[Dataset excerpts on object pointing]

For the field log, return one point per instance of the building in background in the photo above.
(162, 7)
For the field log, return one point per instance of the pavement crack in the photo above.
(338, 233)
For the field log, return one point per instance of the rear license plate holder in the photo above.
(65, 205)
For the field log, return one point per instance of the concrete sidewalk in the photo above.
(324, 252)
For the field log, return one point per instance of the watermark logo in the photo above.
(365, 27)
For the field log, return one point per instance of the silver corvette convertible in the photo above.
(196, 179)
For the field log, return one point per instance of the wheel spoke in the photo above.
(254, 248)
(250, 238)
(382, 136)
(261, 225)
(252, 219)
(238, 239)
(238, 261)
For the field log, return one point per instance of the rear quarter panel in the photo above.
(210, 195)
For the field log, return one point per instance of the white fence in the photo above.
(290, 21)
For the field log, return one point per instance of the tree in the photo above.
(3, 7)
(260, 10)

**DIRECTIVE**
Copy every line of the records above, including the requests, and offset each coordinate in the answers by adding 81 to it.

**ANSWER FOR THE TASK**
For the field log, return one point per instance of the building in background in the photo above.
(243, 88)
For the field log, return one point per instance of the pavement crack in the photo above.
(419, 314)
For the field log, return one point per instance of the rear license plate holder in the photo above.
(146, 286)
For the field log, return one point per instance of the concrete sidewalk in the photo above.
(405, 333)
For the field log, return one point per instance of the watermark logo in the photo above.
(446, 108)
For the field log, return one point per instance of the silver corvette convertible in the photo above.
(277, 260)
For the field log, return one point per instance of the wheel spoke in the photo above.
(335, 329)
(331, 319)
(463, 217)
(342, 306)
(333, 300)
(319, 320)
(319, 342)
For the field log, return one point per instance of the rear quarter panel in the photo above.
(291, 276)
For the field log, return one point per instance of the white fence in the photo above.
(371, 102)
For the field log, return one point per instance of the tree in the photo above.
(84, 88)
(341, 91)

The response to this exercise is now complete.